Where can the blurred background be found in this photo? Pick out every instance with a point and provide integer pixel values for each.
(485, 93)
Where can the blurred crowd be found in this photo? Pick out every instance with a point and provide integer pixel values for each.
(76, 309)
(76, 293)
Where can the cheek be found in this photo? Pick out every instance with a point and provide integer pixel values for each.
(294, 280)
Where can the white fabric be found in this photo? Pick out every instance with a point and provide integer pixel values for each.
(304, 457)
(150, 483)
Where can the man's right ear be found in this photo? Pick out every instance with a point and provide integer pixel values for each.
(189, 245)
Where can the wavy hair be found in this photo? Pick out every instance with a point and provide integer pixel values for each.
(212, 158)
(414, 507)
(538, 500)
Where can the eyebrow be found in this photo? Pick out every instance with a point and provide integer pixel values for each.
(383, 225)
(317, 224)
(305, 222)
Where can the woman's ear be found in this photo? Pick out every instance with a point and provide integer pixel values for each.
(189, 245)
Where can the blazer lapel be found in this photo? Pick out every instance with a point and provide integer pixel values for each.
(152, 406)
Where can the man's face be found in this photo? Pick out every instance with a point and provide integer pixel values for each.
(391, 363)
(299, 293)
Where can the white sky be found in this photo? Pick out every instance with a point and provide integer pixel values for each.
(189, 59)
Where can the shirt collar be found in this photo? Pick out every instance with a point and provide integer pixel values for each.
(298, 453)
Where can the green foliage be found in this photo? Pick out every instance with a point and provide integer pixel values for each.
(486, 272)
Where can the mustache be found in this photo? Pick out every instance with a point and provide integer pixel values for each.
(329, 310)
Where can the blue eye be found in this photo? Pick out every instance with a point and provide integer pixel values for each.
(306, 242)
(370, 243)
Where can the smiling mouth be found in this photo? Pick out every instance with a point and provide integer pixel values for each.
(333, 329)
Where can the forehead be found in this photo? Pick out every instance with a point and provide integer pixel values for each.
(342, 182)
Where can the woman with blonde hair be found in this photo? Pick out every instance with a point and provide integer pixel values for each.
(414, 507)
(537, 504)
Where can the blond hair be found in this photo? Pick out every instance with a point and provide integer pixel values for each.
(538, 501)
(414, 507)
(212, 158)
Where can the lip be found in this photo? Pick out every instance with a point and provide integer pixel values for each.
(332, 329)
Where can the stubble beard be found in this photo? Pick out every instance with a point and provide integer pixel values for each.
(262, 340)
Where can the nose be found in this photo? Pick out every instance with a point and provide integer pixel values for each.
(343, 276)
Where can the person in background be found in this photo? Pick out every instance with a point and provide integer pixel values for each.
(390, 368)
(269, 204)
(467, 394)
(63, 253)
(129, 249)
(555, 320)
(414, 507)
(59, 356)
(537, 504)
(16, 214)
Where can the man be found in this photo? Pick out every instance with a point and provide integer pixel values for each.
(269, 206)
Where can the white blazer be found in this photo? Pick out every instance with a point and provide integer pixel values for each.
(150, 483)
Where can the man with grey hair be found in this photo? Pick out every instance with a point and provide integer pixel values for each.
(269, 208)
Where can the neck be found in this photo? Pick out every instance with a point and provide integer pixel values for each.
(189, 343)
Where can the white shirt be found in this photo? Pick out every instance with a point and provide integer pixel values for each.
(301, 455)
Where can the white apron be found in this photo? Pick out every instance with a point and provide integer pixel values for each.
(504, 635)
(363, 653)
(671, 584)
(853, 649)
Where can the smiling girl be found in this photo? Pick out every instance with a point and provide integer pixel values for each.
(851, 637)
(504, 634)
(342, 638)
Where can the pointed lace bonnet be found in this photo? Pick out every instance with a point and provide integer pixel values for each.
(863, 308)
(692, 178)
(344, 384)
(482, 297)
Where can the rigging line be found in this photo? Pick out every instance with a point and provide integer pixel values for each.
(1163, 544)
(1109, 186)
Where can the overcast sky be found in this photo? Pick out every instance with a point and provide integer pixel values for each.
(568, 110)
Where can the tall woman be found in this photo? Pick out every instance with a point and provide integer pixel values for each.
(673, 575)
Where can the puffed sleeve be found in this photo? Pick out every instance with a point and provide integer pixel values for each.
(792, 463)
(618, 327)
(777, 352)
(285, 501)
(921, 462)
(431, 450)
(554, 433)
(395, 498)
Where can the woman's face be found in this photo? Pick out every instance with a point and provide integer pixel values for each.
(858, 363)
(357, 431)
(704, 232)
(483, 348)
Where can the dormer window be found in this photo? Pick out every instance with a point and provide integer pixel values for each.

### EXERCISE PROMPT
Reproduce all of the data above, swapping every "Pick out" for "Mark" and leaving everything else unchanged.

### TASK ANSWER
Where can the blurred background be found in this photo? Mark every instance with a point and provide integer pixel values for each.
(485, 93)
Where can the blurred crowd be found in this photo? Mark every instance with a point and provide integer pixel values for each.
(76, 309)
(76, 293)
Where can the cheek be found in this photo? Mark every instance with a point and provide integer pixel values for each.
(294, 280)
Where can the white fabric be found in this photo? Mark every instance with a point and provide integer pixel values for each.
(304, 457)
(150, 483)
Where can the man's right ear be found in this photo? Mark every instance with a point and provide integer pixel values for each.
(189, 245)
Where can the wavy hair be found in this photo? Mark every instance with a point and provide integer pixel values for each.
(212, 158)
(414, 507)
(538, 500)
Where can the eyebrow be found in this photo? Mark every instance with a point and provide integer pixel values for each.
(383, 225)
(317, 224)
(305, 222)
Where can the woman's ear be found in this photo? Mark every instance with a point and provide integer pixel values for each.
(189, 245)
Where can the blazer lapel be found in this photo? Mark every instance with a point and provide integer pixel values for each.
(152, 406)
Where can the man's face be found in this photo? Mark every instance with a point and provide integer pixel values for each.
(391, 363)
(299, 293)
Where can the white sky be found in this photo? Mark every instance with a point and provide integer pixel values for each.
(189, 59)
Where can the shirt collar be found in this photo? Mark every instance with a point and provide integer pixel values for each.
(298, 453)
Where can the green foliage be found in this photo? Mark every instance with a point and provide integer pixel values for each.
(486, 272)
Where can the mustache be found in this photo? Mark every instance with a point and provide integer pixel values for each.
(329, 310)
Where can the blue eye be found in this photo? Mark every instance with a point and provide integer pixel values for each.
(306, 242)
(370, 243)
Where can the smiling mouth be found in this photo? Mark every instance with a point and provide integer pixel values for each.
(333, 329)
Where can the forehead be found in this photo? Mark every instance with a point and provide integer pixel values for each.
(342, 182)
Where can the woman with blonde hair be found in this photo? Mark every instance with a point and provide integer pixel values for each.
(414, 507)
(537, 504)
Where can the blond hair be found in this photo? Mark every instance with a point and provide integer pixel values for each.
(538, 501)
(414, 507)
(212, 158)
Where can the lip be found in this photo? Mark every instance with a point and provide integer pixel values for each.
(332, 329)
Where can the stubble beard be found in this photo? Mark every instance with a point and provide integer pixel values for each.
(262, 340)
Where can the nose be found in this photo? Mark every instance with a point and provide integer pixel values for each.
(343, 276)
Where can the person in background be found in this photo? Mark every instance with a point and provide integer pixel values for each.
(390, 368)
(269, 204)
(467, 394)
(63, 253)
(129, 249)
(555, 320)
(414, 507)
(59, 356)
(537, 504)
(16, 214)
Where can the man be found in this photo? Mark every instance with a point and provide integer pixel values for each.
(269, 206)
Where can the white blazer be found in this photo? Mark every instance with a point and provide integer pixel values for each.
(150, 483)
Where can the man with grey hair be found in this photo? Mark every instance with a point and provide integer pixel values for each.
(269, 208)
Where can the neck be found in this photo? Mark every instance with a point and provide integer pixel values for each.
(189, 343)
Where can the white shirt be found in this photo? Mark every instance with a point and provide integer pixel values for each.
(301, 455)
Where can the white apron be found in this photo? Mark every instance with a point and provide integer pixel values for each.
(504, 635)
(363, 653)
(671, 584)
(853, 649)
Where can the smiling girl be found in this photo? Mark every instance with a point and provide integer pixel values for each.
(851, 637)
(504, 634)
(342, 638)
Where can the pointed lace bonnet be found in this photo? Mark every instance with a point and provide integer pixel values for each.
(863, 308)
(692, 178)
(344, 384)
(482, 297)
Where can the rigging line be found in this photo? Mark every instance with a point and provide integer pixel values for each.
(1163, 544)
(1109, 186)
Where can the overcast sky be found in this photo? Mark every instance with a point and provide integer pixel values for each.
(568, 110)
Where can the tall woman be found in this photo? Mark every instance with a point and provide integer pixel values for each.
(673, 575)
Where can the puffed sleeve be found in this photo? Mark every instance with a point and provide integer pixel values for each.
(792, 463)
(618, 327)
(777, 352)
(285, 501)
(921, 462)
(431, 450)
(554, 433)
(395, 498)
Where can the woman's face be found in this photo? Mark every instance with a point and provide integer pixel values for each.
(858, 363)
(357, 431)
(704, 232)
(483, 348)
Where can the dormer window be found in this photo? Mark every instance with a point and provide integer pixel values for each.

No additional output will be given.